TÂCHES ET EXERCICES:
1 - Reproduisez mot pour mot le passage de l'article sur Lars Von Trier, de "Si la situation" jusqu'à "ou d'une autre." inclus.
2 - Poursuivez l'article sur Lars Von Trier à Cannes à partir de sa dernière phrase.

TEXTE EXTRAIT:
Lars Von Trier se lâche et parle d'Hitler, des femmes, de Björk et de Metoo dans la promo de The House That Jack Built

Christophe Foltzer | 18 mai 2018
Christophe Foltzer | 18 mai 2018

Comme on pouvait s'y attendre, la projection cannoise de The House That Jack Built a tourné en mini-scandale avec une centaine de spectateurs quittant la salle et des festivaliers visiblement choqués par le propos et le traitement du film.

Tout au long de sa filmographie, Lars Von Trier n'a jamais fait de prisonniers. Il s'est même fait une spécialité de mettre son gros doigt là où ça fait bien mal et d'appuyer dessus avec le sourire. Et c'est une des raisons pour lesquelles son cinéma est intéressant. Mais à côté de ça, LVT est aussi victime de sa personnalité. On se rappelle en effet sa mise au ban du Festival de Cannes en 2011 après une blague sur Hitler qui lui a valu d'être Persona Non Grata à vie.

 

Photo Lars Von Trier

Lars Von Trier

 

Si la situation s'est arrangée et qu'il est de retour à Cannes, LVT n'a cependant pas droit à la Sélection Officielle, manière de lui rappeler sa punition. Mais il s'en fout. Et ce n'est pas pour ça qu'il va changer son discours. Et il l'a prouvé lors de quelques interviews autour du film, où il a parlé de la façon la plus sincère des nombreux sujets qui en font un personnage sulfureux et notamment au micro d'Allociné. Morceaux choisis :

"QUESTION : Peut-on dire que votre film est une réaction à ce que vous avez vécu à Cannes ?

LVT : Je suis taquin, dans le sens où je ne ferai plus de film sans Hitler désormais. Hitler sera toujours là d'une façon ou d'une autre.

QUESTION : Vous avez dit qu’il y avait eu un accueil très chaleureux quand vous êtes rentré dans la salle du Palais des festivals, mais était-ce clair dans votre tête à ce moment-là que des personnes allaient sortir avant que le film ne soit terminé?

LVT : Je l’espérais, oui. J’ai entendu qu’il y en a eu environ 100. J’ai dit : « la prochaine fois, ce sera 200 ! »

LISTE ENREGISTRÉE:
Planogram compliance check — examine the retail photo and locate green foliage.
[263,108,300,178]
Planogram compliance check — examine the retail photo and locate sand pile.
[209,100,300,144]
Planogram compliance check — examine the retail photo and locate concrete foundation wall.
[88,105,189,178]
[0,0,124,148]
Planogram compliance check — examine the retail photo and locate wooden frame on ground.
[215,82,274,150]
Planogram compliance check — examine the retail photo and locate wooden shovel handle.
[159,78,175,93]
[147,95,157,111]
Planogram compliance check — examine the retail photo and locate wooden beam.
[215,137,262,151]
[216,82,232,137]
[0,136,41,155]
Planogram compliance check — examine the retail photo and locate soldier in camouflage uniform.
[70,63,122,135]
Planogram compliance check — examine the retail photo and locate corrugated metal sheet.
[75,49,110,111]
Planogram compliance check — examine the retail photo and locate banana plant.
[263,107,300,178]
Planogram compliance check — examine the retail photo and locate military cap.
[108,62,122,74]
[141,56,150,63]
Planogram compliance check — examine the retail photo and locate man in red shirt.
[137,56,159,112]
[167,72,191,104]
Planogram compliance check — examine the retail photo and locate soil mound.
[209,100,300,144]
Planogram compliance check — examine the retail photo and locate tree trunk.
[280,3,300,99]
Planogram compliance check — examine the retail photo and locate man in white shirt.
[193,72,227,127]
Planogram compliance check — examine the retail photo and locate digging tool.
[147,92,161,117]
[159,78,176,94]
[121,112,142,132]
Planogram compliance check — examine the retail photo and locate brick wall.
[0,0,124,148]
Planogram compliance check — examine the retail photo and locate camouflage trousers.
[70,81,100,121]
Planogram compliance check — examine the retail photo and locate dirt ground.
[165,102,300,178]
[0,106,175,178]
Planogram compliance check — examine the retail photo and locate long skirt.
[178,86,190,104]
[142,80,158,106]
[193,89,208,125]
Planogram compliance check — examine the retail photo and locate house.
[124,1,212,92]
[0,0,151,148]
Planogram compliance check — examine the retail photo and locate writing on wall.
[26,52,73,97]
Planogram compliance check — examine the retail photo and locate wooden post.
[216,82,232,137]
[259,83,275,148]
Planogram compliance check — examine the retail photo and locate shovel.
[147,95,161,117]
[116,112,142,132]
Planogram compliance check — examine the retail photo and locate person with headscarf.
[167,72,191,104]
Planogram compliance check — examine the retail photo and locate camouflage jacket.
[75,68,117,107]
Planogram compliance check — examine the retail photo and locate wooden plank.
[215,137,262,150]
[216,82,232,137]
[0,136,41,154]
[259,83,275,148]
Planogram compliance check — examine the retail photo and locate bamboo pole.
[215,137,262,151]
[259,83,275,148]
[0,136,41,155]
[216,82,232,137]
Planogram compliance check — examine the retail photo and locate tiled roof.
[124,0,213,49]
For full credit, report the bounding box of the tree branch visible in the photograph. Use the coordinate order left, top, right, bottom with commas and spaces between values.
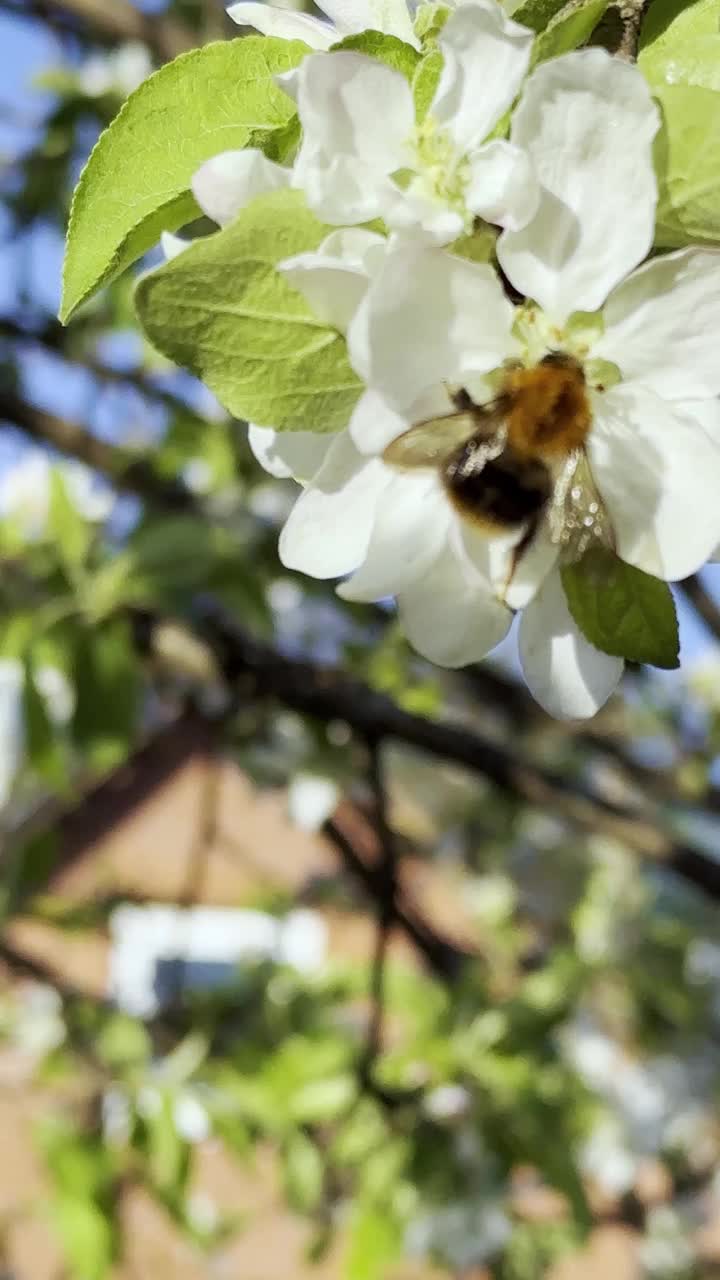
0, 394, 720, 899
0, 392, 196, 511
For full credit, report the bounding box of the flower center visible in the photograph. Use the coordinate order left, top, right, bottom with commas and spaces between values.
497, 302, 620, 562
410, 115, 471, 225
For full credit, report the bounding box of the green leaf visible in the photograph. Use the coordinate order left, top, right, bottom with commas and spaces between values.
143, 1091, 190, 1203
332, 31, 420, 81
283, 1129, 324, 1213
530, 0, 610, 67
638, 0, 720, 90
136, 189, 361, 431
23, 655, 68, 791
60, 36, 309, 323
47, 467, 92, 580
512, 0, 568, 32
73, 621, 140, 771
50, 1196, 115, 1280
645, 84, 720, 248
345, 1204, 402, 1280
413, 49, 443, 124
562, 547, 679, 669
95, 1012, 152, 1071
415, 0, 452, 46
638, 0, 720, 248
450, 219, 498, 264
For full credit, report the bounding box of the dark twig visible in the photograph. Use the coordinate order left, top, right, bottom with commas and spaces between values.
0, 393, 720, 899
323, 804, 471, 982
0, 390, 196, 511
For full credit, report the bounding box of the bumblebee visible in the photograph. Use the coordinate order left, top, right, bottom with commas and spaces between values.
383, 352, 591, 554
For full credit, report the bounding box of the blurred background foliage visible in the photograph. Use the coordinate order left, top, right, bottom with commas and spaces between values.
0, 0, 720, 1280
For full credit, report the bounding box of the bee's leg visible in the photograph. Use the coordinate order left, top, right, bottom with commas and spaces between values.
500, 512, 542, 604
450, 387, 477, 413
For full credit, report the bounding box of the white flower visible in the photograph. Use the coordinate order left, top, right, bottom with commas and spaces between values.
279, 0, 538, 243
287, 773, 340, 831
173, 1089, 213, 1144
423, 1084, 473, 1124
274, 49, 720, 717
228, 0, 418, 49
13, 983, 65, 1059
579, 1116, 638, 1196
0, 449, 113, 543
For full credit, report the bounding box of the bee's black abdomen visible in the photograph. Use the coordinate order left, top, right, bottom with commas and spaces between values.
443, 440, 552, 527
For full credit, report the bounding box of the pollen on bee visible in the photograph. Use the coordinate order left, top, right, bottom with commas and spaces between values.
505, 361, 591, 461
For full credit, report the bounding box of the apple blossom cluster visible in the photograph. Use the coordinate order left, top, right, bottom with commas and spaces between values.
176, 0, 720, 717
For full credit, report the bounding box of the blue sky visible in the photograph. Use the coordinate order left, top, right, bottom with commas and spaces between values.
0, 0, 720, 681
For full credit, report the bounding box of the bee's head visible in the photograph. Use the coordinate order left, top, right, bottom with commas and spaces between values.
539, 351, 585, 381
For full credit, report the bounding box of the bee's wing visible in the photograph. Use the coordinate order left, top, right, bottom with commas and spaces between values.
383, 412, 482, 470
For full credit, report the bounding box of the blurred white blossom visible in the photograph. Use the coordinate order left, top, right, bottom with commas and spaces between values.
78, 40, 152, 97
0, 449, 113, 543
287, 773, 340, 831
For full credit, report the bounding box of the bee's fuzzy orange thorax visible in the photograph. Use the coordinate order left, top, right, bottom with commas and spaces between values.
505, 365, 591, 460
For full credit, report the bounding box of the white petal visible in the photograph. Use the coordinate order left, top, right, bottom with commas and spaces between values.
318, 0, 419, 49
160, 232, 192, 262
588, 384, 720, 581
247, 422, 334, 483
347, 388, 410, 453
675, 399, 720, 444
279, 431, 389, 577
397, 544, 512, 667
228, 0, 338, 49
278, 51, 415, 224
518, 572, 624, 719
497, 49, 659, 323
347, 244, 516, 410
593, 248, 720, 399
338, 472, 451, 600
318, 227, 387, 267
465, 142, 539, 230
430, 0, 533, 151
192, 147, 292, 227
347, 384, 452, 453
383, 186, 465, 244
278, 227, 387, 333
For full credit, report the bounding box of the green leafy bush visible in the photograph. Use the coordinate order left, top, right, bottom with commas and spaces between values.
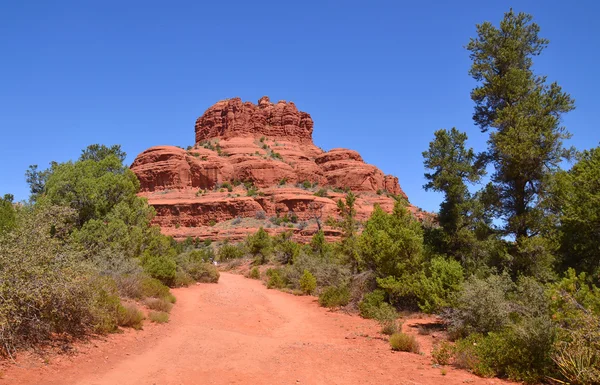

RÉPONSES PAR TÂCHE:
1 -
Si la situation s'est arrangée et qu'il est de retour à Cannes, LVT n'a cependant pas droit à la Sélection Officielle, manière de lui rappeler sa punition. Mais il s'en fout. Et ce n'est pas pour ça qu'il va changer son discours. Et il l'a prouvé lors de quelques interviews autour du film, où il a parlé de la façon la plus sincère des nombreux sujets qui en font un personnage sulfureux et notamment au micro d'Allociné. Morceaux choisis :

"QUESTION : Peut-on dire que votre film est une réaction à ce que vous avez vécu à Cannes ?

LVT : Je suis taquin, dans le sens où je ne ferai plus de film sans Hitler désormais. Hitler sera toujours là d'une façon ou d'une autre.

2 -
QUESTION : Ca vous plait de savoir que des personnes sont choquées ?

LVT : C’est une réaction, non ? La plupart des gens ne réagissent pas du tout aux films. Ils doivent d’abord avoir l’idée de vouloir sortir, puis passer à l’acte. C’est tout un processus de sortir d’un cinéma, au milieu d’un film. Je me souviens que quand je suis venu ici avec Element of Crime, c’était un autre type de siège dans la salle, et quand quelqu’un se levait, ça faisait « boum », « boum »… J’étais donc assis là, et quand une nouvelle scène commençait, ça faisait « boum », « boum », « boum »…. C’était comme une symphonie ! Cette fois-ci, je ne sais pas avec certitude combien de personnes sont parties."

 

Photo Matt DillonThe House That Jack Built

 

Bon, jusque là, rien d'anormal, LVT justifie son film et ses choix, bref, il fait sa promo et surfe sur le scandale. Mais, un moment donné, il faut quand même parler des précédents du réalisateur.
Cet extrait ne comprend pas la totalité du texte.